Direction »
Copy out every line of the records below word for word, leaving out the pictures.

Object outline annotations
╔══

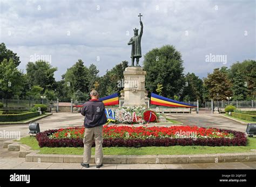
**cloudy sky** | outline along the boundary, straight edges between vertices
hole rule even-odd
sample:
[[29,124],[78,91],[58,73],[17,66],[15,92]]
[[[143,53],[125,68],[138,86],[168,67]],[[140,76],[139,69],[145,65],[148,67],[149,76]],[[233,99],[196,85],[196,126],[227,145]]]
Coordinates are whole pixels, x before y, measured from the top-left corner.
[[[57,80],[78,59],[96,64],[100,75],[130,62],[127,43],[139,27],[139,13],[143,55],[173,45],[185,73],[203,77],[214,68],[255,59],[255,0],[0,2],[0,41],[20,56],[19,68],[25,71],[28,62],[43,55],[58,67]],[[223,59],[214,62],[214,55]]]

╚══

Answer »
**cloudy sky** | outline along the boundary, straight edges between vertices
hole rule even-odd
sample:
[[29,124],[78,91],[58,73],[17,66],[15,92]]
[[[143,53],[125,68],[138,86],[168,67]],[[140,76],[139,69],[145,65],[148,67],[149,76]],[[233,99],[196,85],[196,126],[227,145]]]
Coordinates are whole pixels, x before y, measured from the top-left corner.
[[[57,80],[78,59],[96,64],[100,75],[130,62],[127,43],[139,27],[139,13],[143,55],[173,45],[185,73],[203,77],[214,68],[255,59],[255,0],[0,2],[0,41],[20,56],[19,68],[25,71],[28,62],[43,55],[58,67]],[[223,59],[214,62],[214,55]]]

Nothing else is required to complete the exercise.